> [Exercise] For every line that contains the string "trace", pull that line out of the material below.
════════════════════
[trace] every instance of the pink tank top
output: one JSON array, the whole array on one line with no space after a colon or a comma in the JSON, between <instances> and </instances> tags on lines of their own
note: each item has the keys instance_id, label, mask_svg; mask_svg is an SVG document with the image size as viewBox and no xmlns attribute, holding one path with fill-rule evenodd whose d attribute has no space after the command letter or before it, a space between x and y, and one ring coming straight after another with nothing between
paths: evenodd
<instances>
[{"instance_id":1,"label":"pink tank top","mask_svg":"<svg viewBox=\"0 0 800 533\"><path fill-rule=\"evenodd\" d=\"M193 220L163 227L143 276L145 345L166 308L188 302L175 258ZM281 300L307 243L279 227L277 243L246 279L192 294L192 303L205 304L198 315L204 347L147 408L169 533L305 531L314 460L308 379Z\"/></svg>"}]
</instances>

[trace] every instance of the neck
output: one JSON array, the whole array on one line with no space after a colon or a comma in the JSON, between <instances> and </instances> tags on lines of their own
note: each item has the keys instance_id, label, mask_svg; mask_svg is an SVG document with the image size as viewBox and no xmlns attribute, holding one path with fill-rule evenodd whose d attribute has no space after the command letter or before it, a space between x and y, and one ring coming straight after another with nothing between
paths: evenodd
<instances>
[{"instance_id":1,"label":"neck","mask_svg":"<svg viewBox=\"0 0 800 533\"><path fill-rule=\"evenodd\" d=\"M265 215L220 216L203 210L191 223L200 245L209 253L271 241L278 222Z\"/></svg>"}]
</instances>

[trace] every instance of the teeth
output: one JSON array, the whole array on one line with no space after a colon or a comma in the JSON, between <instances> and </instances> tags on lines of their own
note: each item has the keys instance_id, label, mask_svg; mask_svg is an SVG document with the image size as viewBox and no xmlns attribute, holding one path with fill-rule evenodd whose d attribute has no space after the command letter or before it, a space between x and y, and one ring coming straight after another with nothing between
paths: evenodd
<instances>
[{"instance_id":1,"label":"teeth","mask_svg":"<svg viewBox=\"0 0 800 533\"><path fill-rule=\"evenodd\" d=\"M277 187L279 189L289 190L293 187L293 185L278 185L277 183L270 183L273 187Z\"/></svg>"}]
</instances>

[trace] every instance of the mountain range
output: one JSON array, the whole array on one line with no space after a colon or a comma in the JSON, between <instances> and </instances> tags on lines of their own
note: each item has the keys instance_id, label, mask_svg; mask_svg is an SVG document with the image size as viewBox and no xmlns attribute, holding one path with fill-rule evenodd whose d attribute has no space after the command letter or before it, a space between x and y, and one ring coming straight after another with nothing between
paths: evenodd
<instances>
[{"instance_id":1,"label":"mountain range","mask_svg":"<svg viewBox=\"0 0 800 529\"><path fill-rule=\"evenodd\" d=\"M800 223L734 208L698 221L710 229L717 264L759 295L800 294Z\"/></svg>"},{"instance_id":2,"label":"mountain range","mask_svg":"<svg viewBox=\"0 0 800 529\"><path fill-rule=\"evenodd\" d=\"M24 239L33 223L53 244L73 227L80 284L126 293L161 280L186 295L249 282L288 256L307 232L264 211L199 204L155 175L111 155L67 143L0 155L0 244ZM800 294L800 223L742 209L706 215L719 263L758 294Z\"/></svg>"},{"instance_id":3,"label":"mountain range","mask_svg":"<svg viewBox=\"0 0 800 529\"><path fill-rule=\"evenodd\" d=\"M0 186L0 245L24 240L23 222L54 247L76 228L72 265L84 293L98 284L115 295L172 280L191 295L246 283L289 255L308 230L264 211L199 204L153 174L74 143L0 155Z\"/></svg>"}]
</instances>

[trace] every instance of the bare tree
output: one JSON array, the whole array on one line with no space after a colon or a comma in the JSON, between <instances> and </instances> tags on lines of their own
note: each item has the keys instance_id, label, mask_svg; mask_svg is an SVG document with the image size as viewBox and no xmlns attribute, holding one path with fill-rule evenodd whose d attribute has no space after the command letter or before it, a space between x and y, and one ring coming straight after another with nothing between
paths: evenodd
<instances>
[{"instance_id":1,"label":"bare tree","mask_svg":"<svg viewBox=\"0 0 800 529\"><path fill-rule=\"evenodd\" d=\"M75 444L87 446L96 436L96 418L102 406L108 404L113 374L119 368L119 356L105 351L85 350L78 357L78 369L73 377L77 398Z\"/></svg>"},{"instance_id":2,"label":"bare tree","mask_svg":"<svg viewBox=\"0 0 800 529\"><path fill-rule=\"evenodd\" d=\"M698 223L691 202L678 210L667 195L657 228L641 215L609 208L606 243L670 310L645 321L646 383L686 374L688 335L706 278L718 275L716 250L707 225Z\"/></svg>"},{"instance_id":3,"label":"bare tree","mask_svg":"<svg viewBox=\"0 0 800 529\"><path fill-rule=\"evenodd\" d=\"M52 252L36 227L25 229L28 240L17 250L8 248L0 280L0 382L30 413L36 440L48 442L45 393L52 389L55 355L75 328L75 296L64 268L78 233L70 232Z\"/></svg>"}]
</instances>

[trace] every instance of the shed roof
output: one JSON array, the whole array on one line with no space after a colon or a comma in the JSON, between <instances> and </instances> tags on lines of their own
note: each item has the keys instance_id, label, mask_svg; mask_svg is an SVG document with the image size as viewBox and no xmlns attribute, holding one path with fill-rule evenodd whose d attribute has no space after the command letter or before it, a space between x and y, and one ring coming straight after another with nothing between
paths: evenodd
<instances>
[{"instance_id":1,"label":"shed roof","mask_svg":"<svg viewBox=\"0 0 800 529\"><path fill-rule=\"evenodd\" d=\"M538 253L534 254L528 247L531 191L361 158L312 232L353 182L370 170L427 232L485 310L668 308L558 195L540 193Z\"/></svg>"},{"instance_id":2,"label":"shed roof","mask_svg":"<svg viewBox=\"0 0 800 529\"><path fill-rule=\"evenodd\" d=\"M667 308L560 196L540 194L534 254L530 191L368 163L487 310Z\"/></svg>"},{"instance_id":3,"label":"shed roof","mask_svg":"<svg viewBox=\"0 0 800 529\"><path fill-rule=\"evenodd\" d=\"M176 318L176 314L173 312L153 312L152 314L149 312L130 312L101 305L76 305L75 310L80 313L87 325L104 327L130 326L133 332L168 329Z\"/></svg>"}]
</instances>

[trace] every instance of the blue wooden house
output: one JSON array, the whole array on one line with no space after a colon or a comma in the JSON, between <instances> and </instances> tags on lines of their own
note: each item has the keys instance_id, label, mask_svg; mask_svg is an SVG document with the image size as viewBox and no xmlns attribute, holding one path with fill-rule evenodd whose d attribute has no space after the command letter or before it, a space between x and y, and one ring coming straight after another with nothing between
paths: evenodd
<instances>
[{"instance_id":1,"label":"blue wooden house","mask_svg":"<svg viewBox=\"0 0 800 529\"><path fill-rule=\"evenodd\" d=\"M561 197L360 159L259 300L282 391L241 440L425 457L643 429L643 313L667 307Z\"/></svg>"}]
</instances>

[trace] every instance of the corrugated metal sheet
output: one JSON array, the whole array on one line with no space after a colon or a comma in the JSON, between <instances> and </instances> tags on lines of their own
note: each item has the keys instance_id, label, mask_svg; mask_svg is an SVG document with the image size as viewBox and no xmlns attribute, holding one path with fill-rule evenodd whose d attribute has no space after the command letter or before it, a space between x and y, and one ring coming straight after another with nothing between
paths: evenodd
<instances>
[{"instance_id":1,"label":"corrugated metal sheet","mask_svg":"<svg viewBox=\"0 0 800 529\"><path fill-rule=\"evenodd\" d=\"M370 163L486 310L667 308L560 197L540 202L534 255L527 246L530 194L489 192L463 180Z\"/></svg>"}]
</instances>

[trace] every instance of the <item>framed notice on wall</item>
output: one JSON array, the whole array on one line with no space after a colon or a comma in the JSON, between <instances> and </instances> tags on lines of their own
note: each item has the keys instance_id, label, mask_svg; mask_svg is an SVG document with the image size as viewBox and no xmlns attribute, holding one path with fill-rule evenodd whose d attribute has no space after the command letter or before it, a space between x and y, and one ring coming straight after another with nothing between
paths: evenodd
════════════════════
> [Answer space]
[trace] every instance of the pink tank top
[trace] every instance of the neck
[trace] every instance of the teeth
[trace] every instance of the mountain range
[trace] every instance of the bare tree
[trace] every instance of the shed roof
[trace] every instance of the blue wooden house
[trace] every instance of the corrugated metal sheet
[trace] every instance of the <item>framed notice on wall</item>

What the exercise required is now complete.